_TRAVAIL DEMANDÉ_
Reproduisez fidèlement, ligne par ligne, l'ensemble des enregistrements ci-dessous, en omettant les images.

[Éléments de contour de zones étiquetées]
================

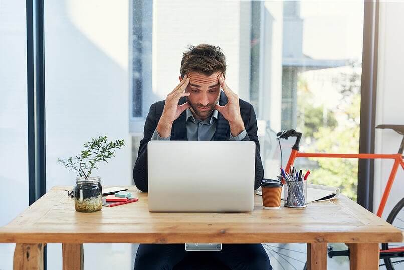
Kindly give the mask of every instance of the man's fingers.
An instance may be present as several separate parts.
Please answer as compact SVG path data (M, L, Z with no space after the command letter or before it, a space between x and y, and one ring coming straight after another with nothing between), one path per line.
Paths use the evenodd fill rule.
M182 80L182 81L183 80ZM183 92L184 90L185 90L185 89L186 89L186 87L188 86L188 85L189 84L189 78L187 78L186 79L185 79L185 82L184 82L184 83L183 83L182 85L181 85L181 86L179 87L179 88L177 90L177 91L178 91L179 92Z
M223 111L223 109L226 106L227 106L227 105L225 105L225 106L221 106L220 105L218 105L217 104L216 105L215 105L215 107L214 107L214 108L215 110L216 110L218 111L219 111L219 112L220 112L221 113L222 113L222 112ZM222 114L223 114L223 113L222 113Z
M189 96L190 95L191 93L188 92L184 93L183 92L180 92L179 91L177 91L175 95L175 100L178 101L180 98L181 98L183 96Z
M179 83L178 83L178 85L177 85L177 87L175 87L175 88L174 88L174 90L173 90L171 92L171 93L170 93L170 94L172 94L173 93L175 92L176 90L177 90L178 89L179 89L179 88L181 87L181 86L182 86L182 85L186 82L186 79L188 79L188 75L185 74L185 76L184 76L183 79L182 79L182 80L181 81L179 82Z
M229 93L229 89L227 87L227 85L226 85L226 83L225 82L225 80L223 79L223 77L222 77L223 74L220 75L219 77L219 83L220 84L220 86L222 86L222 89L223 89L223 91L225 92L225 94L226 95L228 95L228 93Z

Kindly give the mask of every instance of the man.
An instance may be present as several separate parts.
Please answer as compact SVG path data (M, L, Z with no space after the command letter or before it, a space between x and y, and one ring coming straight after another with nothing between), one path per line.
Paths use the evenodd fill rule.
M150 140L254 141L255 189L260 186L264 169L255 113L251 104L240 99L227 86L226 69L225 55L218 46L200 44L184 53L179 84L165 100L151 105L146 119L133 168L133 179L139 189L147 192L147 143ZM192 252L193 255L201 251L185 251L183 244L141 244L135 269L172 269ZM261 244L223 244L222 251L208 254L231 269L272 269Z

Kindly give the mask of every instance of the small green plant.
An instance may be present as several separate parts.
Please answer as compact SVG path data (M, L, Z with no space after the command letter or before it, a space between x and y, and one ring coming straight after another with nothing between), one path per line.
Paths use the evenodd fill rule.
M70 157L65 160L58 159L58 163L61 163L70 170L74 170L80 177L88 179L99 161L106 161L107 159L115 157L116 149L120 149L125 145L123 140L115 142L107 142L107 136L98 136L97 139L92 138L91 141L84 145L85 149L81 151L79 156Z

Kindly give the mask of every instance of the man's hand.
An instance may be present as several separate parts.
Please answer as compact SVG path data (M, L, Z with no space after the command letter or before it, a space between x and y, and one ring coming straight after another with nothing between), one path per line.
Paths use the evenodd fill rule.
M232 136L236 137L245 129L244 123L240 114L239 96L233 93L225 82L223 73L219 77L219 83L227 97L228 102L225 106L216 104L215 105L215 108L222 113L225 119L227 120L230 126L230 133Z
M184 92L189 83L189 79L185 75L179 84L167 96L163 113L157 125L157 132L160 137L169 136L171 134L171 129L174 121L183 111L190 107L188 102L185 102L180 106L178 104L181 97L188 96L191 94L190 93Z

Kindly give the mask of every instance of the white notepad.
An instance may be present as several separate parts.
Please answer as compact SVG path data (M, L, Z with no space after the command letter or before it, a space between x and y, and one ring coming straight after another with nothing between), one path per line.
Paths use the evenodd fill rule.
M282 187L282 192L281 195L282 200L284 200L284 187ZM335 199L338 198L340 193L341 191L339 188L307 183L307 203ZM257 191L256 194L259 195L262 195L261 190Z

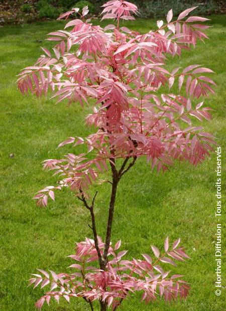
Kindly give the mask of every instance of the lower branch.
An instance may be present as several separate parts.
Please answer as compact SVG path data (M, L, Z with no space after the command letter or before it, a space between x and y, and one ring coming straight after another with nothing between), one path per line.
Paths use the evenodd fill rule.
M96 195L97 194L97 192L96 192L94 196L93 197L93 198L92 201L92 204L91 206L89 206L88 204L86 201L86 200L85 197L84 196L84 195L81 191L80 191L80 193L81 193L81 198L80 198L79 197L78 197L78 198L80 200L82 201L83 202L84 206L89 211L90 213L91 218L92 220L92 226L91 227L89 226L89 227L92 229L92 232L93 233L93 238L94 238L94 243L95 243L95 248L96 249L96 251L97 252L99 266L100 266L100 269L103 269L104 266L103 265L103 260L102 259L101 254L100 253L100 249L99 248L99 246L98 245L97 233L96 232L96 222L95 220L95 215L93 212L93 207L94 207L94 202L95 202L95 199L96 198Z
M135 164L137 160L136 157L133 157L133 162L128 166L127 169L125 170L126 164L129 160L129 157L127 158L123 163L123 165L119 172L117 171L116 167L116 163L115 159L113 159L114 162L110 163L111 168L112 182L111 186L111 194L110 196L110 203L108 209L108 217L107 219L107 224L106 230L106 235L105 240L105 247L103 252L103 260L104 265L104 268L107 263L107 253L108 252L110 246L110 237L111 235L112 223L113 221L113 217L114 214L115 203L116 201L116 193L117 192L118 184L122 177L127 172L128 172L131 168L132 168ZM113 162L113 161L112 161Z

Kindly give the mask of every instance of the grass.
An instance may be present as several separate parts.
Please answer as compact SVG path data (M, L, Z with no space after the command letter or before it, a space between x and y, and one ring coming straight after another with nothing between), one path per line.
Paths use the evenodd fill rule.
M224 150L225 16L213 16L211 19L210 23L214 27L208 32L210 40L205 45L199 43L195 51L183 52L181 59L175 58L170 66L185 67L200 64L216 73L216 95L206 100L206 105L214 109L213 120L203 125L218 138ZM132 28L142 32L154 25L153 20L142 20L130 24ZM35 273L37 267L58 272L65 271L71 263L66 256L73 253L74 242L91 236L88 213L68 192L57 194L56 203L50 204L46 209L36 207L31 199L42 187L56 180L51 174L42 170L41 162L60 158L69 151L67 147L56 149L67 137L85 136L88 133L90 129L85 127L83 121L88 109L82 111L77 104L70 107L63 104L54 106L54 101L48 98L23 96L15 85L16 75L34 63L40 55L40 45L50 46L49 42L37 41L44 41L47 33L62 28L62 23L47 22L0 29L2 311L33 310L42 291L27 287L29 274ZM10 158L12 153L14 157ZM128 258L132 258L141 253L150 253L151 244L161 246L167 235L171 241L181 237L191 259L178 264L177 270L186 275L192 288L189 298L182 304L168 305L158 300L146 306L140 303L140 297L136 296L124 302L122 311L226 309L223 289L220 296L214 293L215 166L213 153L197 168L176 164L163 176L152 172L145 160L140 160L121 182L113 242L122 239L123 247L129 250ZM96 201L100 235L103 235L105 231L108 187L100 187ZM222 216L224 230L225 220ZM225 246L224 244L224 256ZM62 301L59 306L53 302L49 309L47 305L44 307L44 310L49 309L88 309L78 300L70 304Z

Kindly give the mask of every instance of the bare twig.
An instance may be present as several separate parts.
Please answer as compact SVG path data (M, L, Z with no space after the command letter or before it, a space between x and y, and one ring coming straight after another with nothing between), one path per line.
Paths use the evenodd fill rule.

================

_RÉSULTAT DE L'EXERCICE_
Kindly give the mask of every instance of the man's fingers.
An instance may be present as several separate parts.
Please answer as compact SVG path data (M, L, Z with no space after the command letter or before it, a space between x and y, and one ring coming straight after another with nothing between), one path per line.
Paths use the evenodd fill rule.
M182 80L182 81L183 80ZM183 92L184 90L185 90L185 89L186 89L186 87L188 86L188 85L189 84L189 78L187 78L186 79L185 79L185 82L184 82L184 83L183 83L182 85L181 85L181 86L179 87L179 88L177 90L177 91L178 91L179 92Z
M223 111L223 109L226 106L227 106L227 105L225 105L225 106L221 106L220 105L218 105L217 104L216 105L215 105L215 107L214 107L214 108L215 110L216 110L218 111L219 111L219 112L220 112L221 113L222 113L222 112ZM222 114L223 114L223 113L222 113Z
M189 96L190 95L191 93L188 92L184 93L183 92L180 92L179 91L177 91L175 95L175 100L178 101L180 98L181 98L183 96Z
M179 83L178 83L178 85L177 85L177 87L175 87L175 88L174 88L174 90L173 90L171 92L171 93L170 93L170 94L172 94L173 93L175 92L176 90L177 90L178 89L179 89L179 88L181 87L181 86L182 86L182 85L186 82L186 79L188 79L188 75L185 74L185 76L184 76L183 79L182 79L182 80L181 81L179 82Z
M229 93L229 89L227 87L227 85L226 85L226 83L225 82L225 80L223 79L223 77L222 77L223 74L220 75L219 77L219 83L220 84L220 86L222 86L222 89L223 89L223 91L225 92L225 94L226 95L228 95L228 93Z

Kindly give the mask of every instance of the man.
An instance may be present as several separate parts.
Please answer as compact SVG path data (M, L, Z with no space after the command letter or before it, a space between x and y, and one ring coming straight after another with nothing between), one path per line.
Paths use the evenodd fill rule.
M150 140L254 141L255 189L260 186L264 169L255 113L251 104L240 99L227 86L226 69L225 55L218 46L200 44L184 53L179 84L165 100L151 105L146 119L133 168L133 179L139 189L147 192L147 143ZM192 252L193 255L201 251L185 251L183 244L141 244L135 269L172 269ZM261 244L223 244L222 251L208 254L231 269L272 269Z

Kindly give the mask of every instance of the small green plant.
An instance may be present as several separate parts.
Please answer as compact SVG path data (M, L, Z with no space after the command letter or before it, a space between x and y, and one ring coming straight after another with nothing between), one path per line.
Paths use the evenodd fill rule.
M70 157L65 160L58 159L58 163L61 163L70 170L74 170L80 177L88 179L99 161L106 161L107 159L115 157L116 149L120 149L125 145L123 140L115 142L107 142L107 136L98 136L97 139L92 138L91 141L84 145L85 149L81 151L79 156Z

Kindly give the mask of every instance of the man's hand.
An instance may be present as several separate parts.
Please answer as compact SVG path data (M, L, Z with no space after the command letter or before it, a space between x and y, and one ring coming straight after another with nothing between), one path per line.
Paths use the evenodd fill rule.
M232 136L236 137L245 129L244 123L240 114L239 96L233 93L225 82L223 73L219 77L219 83L227 97L228 102L225 106L216 104L215 105L215 108L222 113L225 119L227 120L230 126L230 133Z
M184 92L189 83L189 79L185 75L179 84L167 96L163 113L157 125L157 132L160 137L169 136L171 134L171 129L174 121L183 111L190 107L188 102L185 102L180 106L178 104L181 97L188 96L191 94L190 93Z

Kindly give the mask of every instance of the white notepad.
An instance may be present as several separate parts.
Please answer as compact SVG path data (M, L, Z with no space after the command letter or before it, a space between x and y, and one ring coming straight after another with nothing between), one path per line.
Paths use the evenodd fill rule.
M282 187L282 192L281 195L282 200L284 200L284 187ZM335 199L338 198L340 193L341 191L339 188L307 183L307 203ZM257 191L256 194L259 195L262 195L261 190Z

Kindly give the mask of every instance of the lower branch.
An instance may be present as several separate parts.
Please answer as compact SVG path data (M, L, Z with no space after the command letter or before it, a space between x and y, and one ring coming straight after another with nothing between), one path per line.
Paths use the evenodd fill rule.
M96 195L97 194L97 192L96 192L94 196L93 197L93 198L92 201L92 204L91 206L89 206L88 204L86 201L86 200L85 197L84 196L84 195L81 191L80 191L80 193L81 193L81 198L80 198L79 197L78 197L78 198L80 200L82 201L83 202L84 206L89 211L90 213L91 218L92 220L92 226L91 227L89 226L89 227L92 229L92 232L93 233L93 238L94 238L94 243L95 243L95 248L96 249L96 251L97 252L99 266L100 266L100 269L103 269L104 266L103 265L103 260L102 259L101 254L100 253L100 249L99 248L99 246L98 245L97 233L96 232L96 222L95 220L95 215L93 212L93 207L94 207L94 202L95 202L95 199L96 198Z
M135 164L137 160L136 157L133 157L133 162L128 166L127 169L125 170L126 164L129 160L129 157L127 158L123 163L123 165L119 172L117 171L116 167L116 163L115 159L113 159L114 162L110 163L111 168L112 182L111 186L111 194L110 196L110 203L108 209L108 217L107 219L107 224L106 230L106 235L105 240L105 247L103 252L103 260L104 265L104 268L107 263L107 253L108 252L110 246L110 237L111 235L112 223L113 221L113 217L114 214L115 203L116 201L116 193L117 192L118 184L122 177L127 172L128 172L131 168L132 168ZM113 162L113 161L112 161Z

Kindly give the mask of every instance of the grass.
An instance may be present as several separate parts.
Please answer as compact SVG path data (M, L, Z with no space after the command letter or before it, a space between x and y, and one ring coming straight after another with nothing between), one path per line.
Paths use the evenodd fill rule.
M224 150L225 16L213 16L211 19L210 23L214 27L208 32L210 40L205 45L199 43L195 51L183 52L181 59L175 58L170 66L185 67L200 64L216 73L216 95L206 100L206 105L214 109L213 120L203 125L218 138ZM132 28L142 32L154 25L153 20L142 20L130 24ZM35 273L37 267L58 272L65 271L71 263L66 256L73 253L74 242L91 236L88 213L68 192L57 194L56 203L50 204L46 209L36 207L31 199L42 187L56 180L51 174L42 170L41 162L60 158L69 151L67 147L56 149L67 137L85 136L88 133L90 129L85 127L83 121L88 109L82 111L77 104L70 107L63 104L54 106L54 101L48 98L23 96L15 85L16 75L34 63L40 55L40 45L50 46L49 42L37 41L44 41L47 33L62 28L62 23L47 22L0 29L2 311L33 310L42 291L27 287L29 274ZM10 158L12 153L14 157ZM128 258L132 258L141 253L150 253L151 244L161 246L167 235L171 241L181 237L191 259L178 264L177 270L186 275L192 288L189 298L182 304L168 305L158 300L146 306L140 303L140 297L136 296L124 302L122 311L226 309L223 289L220 296L214 293L215 166L213 153L197 168L176 164L163 176L152 172L145 160L140 160L121 182L113 242L122 239L123 247L129 250ZM96 201L100 235L103 235L105 231L108 187L100 187ZM222 216L224 230L225 220ZM225 246L224 244L224 256ZM62 301L59 306L53 302L49 309L47 305L44 307L44 310L49 309L88 309L78 300L70 304Z

Kindly give the mask of every instance of the bare twig.
An instance may be present as several separate parts.
Please answer as compact SVG path data (M, L, Z with no space after the command letter or before it, a space between x and y, and one ring coming straight after another with nothing between), one path per line.
Paths use the evenodd fill rule.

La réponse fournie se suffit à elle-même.